• Stated problem: Gather every line of the listing below that contains the word "lantern". Letter case matters.

[Data items]
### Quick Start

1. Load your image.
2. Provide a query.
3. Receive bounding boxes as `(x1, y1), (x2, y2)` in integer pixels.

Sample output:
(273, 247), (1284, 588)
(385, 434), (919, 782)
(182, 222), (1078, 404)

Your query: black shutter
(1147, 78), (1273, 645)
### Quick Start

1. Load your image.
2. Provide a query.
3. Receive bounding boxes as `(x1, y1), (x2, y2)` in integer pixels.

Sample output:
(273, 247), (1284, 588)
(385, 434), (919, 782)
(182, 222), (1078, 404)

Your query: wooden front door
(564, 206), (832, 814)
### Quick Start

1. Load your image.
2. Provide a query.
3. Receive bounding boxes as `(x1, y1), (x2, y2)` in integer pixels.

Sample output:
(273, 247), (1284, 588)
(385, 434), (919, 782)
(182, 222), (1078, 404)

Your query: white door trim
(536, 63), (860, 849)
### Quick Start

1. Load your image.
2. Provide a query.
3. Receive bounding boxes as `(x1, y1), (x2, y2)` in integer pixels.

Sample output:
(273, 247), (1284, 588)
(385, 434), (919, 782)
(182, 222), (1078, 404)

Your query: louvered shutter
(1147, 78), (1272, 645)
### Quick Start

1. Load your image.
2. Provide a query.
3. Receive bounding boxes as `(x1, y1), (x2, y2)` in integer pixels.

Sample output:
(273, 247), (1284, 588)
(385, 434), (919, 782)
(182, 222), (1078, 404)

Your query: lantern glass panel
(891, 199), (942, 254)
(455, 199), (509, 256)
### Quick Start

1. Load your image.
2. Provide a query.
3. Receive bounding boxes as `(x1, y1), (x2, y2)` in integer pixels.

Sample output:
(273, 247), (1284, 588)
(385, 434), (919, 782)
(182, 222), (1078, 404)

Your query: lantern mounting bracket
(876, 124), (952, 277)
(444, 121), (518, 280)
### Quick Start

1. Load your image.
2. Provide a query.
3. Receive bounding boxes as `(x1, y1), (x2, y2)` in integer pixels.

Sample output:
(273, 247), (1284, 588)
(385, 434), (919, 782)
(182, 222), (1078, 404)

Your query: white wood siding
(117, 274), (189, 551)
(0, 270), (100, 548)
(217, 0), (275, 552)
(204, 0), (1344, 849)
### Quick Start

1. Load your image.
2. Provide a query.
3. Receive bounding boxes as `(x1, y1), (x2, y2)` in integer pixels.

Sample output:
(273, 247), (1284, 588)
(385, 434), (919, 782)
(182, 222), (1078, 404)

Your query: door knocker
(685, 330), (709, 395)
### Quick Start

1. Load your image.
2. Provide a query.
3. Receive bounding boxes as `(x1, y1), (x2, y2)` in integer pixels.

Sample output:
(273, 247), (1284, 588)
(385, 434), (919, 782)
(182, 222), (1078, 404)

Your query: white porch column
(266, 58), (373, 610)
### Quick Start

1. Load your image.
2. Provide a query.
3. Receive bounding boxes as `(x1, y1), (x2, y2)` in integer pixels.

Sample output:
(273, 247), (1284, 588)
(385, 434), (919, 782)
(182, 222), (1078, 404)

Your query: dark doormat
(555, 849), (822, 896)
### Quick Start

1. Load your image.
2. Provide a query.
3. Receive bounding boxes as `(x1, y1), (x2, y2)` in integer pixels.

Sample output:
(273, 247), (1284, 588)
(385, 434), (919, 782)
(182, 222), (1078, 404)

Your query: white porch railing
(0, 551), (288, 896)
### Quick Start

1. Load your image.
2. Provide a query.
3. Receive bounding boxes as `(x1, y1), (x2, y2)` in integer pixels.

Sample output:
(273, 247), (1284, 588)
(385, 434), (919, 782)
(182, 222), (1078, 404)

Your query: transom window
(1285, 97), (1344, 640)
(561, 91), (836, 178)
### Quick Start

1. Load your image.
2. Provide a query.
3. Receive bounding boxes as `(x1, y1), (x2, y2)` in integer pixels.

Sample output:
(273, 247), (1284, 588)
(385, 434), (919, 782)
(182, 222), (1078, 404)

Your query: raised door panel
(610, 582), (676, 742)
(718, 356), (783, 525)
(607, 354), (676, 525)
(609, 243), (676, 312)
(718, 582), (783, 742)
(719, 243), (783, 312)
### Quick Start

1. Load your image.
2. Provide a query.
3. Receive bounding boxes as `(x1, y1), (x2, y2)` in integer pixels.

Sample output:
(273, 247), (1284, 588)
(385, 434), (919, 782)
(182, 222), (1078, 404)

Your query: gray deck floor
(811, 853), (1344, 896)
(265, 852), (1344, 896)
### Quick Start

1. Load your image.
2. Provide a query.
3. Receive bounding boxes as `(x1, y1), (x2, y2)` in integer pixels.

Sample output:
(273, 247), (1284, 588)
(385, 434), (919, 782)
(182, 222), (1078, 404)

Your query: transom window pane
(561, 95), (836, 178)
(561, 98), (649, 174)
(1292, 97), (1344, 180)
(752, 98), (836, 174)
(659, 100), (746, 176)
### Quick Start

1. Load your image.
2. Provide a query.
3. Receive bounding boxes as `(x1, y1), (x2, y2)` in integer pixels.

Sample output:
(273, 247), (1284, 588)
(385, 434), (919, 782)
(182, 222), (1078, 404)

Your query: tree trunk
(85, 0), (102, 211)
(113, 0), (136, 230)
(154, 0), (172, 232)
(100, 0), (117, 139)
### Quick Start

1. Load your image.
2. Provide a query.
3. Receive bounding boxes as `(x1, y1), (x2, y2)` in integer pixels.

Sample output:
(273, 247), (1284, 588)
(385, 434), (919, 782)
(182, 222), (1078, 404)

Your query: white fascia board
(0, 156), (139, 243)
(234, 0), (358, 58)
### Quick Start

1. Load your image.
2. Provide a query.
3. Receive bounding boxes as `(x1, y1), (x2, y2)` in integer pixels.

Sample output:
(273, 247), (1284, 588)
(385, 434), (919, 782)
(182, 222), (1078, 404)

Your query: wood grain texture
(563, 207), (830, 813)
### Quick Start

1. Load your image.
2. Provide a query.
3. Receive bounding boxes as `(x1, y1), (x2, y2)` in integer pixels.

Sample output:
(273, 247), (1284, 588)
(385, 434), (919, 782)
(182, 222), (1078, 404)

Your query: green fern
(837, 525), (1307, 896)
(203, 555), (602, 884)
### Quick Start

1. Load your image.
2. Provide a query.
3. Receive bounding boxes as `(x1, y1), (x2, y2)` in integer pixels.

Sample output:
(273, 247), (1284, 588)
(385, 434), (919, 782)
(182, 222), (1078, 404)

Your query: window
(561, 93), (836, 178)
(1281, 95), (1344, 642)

• Problem solution:
Your query: lantern glass panel
Your query: lantern mounting bracket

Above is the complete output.